— Instructions to follow —
State how many lines in the data below contain the string "shirt". Provide only the number.

(Data entries)
┌──

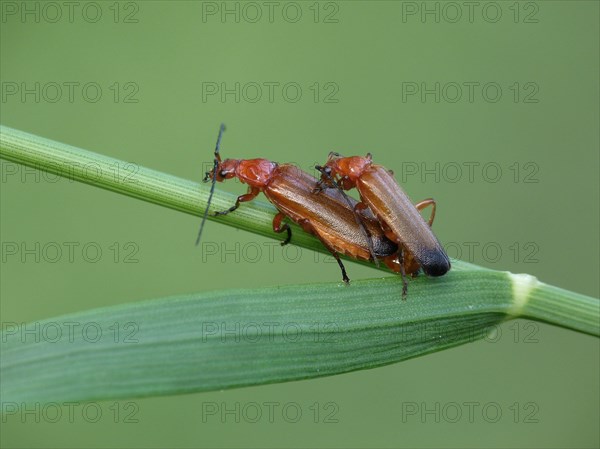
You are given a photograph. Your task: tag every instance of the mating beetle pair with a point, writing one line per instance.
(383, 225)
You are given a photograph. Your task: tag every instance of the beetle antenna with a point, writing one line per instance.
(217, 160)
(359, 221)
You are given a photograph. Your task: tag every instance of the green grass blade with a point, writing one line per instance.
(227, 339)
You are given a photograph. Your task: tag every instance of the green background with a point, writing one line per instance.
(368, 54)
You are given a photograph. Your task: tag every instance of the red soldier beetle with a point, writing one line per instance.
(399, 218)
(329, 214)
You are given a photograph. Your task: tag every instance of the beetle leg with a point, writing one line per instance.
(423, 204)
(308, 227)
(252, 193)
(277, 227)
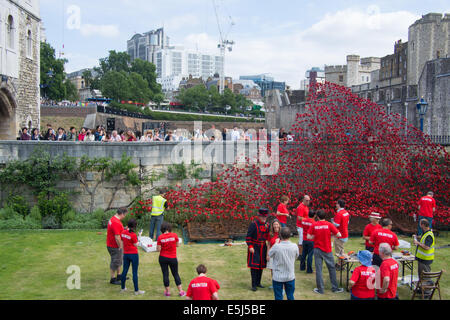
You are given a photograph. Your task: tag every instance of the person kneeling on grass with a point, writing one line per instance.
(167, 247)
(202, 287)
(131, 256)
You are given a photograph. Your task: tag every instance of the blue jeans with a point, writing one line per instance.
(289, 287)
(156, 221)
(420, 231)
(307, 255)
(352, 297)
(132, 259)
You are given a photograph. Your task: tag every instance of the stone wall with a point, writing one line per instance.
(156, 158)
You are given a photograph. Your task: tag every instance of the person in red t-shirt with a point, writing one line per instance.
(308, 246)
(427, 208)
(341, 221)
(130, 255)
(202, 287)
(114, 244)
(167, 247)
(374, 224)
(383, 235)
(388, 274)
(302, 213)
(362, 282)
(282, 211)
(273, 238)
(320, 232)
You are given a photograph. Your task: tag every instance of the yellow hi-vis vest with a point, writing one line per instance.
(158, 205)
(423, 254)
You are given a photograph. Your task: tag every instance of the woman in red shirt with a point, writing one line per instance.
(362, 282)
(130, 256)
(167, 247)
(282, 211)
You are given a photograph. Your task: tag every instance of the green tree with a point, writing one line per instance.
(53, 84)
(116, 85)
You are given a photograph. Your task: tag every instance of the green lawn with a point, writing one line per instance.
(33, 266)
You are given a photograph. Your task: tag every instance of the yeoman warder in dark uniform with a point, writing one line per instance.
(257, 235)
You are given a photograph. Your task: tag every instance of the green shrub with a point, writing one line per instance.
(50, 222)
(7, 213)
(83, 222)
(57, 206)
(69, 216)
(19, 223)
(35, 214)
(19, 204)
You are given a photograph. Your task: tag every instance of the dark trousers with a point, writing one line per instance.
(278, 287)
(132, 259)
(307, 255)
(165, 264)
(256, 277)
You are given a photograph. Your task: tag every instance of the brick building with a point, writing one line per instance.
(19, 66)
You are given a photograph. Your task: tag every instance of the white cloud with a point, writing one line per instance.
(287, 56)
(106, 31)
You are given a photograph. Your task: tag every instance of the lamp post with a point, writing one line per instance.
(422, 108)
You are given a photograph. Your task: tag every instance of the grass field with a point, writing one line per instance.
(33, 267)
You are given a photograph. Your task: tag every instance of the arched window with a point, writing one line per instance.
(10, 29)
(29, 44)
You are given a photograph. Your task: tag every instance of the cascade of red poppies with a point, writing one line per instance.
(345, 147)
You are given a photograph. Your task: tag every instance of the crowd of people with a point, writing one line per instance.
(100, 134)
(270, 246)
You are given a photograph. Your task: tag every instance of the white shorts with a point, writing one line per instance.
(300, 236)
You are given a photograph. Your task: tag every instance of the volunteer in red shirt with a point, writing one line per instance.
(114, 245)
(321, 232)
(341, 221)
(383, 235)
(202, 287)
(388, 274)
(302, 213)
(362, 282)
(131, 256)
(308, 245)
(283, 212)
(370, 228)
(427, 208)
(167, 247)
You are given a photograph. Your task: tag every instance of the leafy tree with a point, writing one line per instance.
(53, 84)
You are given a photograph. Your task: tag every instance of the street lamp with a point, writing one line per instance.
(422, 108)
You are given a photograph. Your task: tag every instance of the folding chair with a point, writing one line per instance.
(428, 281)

└──
┌──

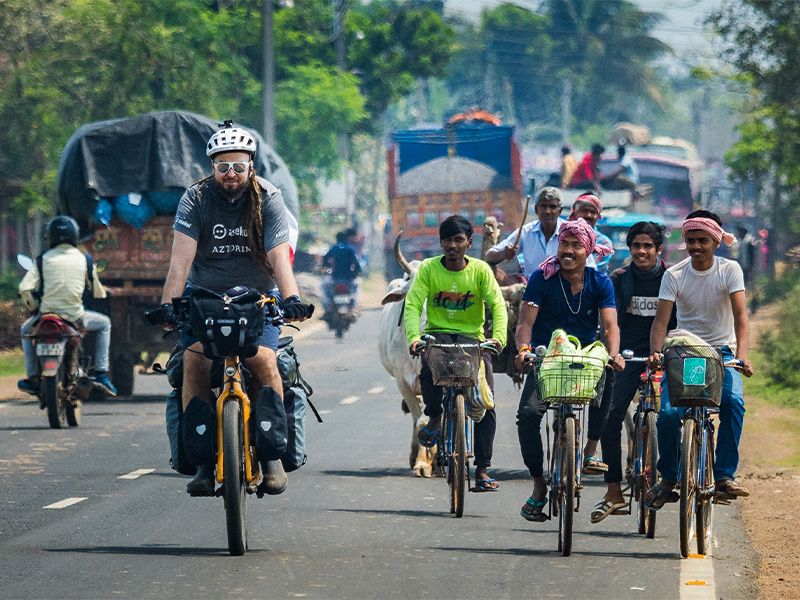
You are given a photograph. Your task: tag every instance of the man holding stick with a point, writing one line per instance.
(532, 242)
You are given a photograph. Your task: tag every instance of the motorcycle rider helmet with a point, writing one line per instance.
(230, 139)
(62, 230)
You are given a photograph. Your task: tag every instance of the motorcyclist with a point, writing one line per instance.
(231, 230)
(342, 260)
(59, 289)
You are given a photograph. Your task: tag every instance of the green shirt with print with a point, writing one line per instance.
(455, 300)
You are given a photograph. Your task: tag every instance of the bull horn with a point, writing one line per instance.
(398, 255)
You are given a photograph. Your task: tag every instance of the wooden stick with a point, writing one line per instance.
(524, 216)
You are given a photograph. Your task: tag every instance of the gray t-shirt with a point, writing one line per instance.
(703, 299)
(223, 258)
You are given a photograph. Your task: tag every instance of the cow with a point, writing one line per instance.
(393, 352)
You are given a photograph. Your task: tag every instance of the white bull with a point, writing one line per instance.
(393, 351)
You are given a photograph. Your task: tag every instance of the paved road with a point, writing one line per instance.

└──

— Exercise solution —
5